> [TASKS TO CARRY OUT]
(a) For the Big Bang passage, state whether each statement agrees with the text, answering yes or no and quoting the words that decide it: (i) In the original scenario, the primal material expanded and then began to condense into dusty galaxies. (ii) The writer considers the waffle analogy unclear. (iii) The galaxy cluster structure is said to date from later than the theoretical condensation.
(b) Write the next part of the Big Bang passage, picking up after its final sentence.

* start QUOTED TEXT *

In the original BB scenario, there was primal material, it expanded rapidly then started to condense into dusty galaxies, that evolved to the current state. We now know there is extensive galaxy cluster and super cluster structure dating back too much earlier than the original theoretical condensation.

The problem is: What was the mechanism that created all this structure, and how did the evidence of a primal event snake through it? As I stated before: Assuming the CMB is remnant of a primal event is like looking at the patterns in a waffle and stating "Somebody obviously put this batter through a strainer". I don't think the analogy could be clearer, or more accurate.

* end QUOTED TEXT *
* start SOURCE EXCERPT *

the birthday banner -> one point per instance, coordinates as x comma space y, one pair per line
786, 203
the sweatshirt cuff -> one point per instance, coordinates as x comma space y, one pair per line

* end SOURCE EXCERPT *

> [RESPONSES]
(a)
(i) Yes: "it expanded rapidly then started to condense into dusty galaxies"
(ii) No: "I don't think the analogy could be clearer, or more accurate."
(iii) No: "dating back too much earlier than the original theoretical condensation"

(b)
The same problem exists in the microwave anisotropy. Ned Wright & company insist this is the “sub pattern within the waffle” that proves the strainer theory. But when you look at the contamination in the CMB, obviously the emissions from our own galaxy mess it up the most. So shouldn’t the emissions from all the other galaxies cause similar effects? Of course! But they can’t: Even with Dark Matter and Energy stuffed into the equation, to account for structure formation, the weak peaks must be the results of Sachs Wolfe effects rather than ZKG effects. Why do we see ZKG (inverse Compton) effects from our own galaxy, but not from any others? Sorry Ned, this pet theory is seriously flawed by gross, unsupportable suppositions.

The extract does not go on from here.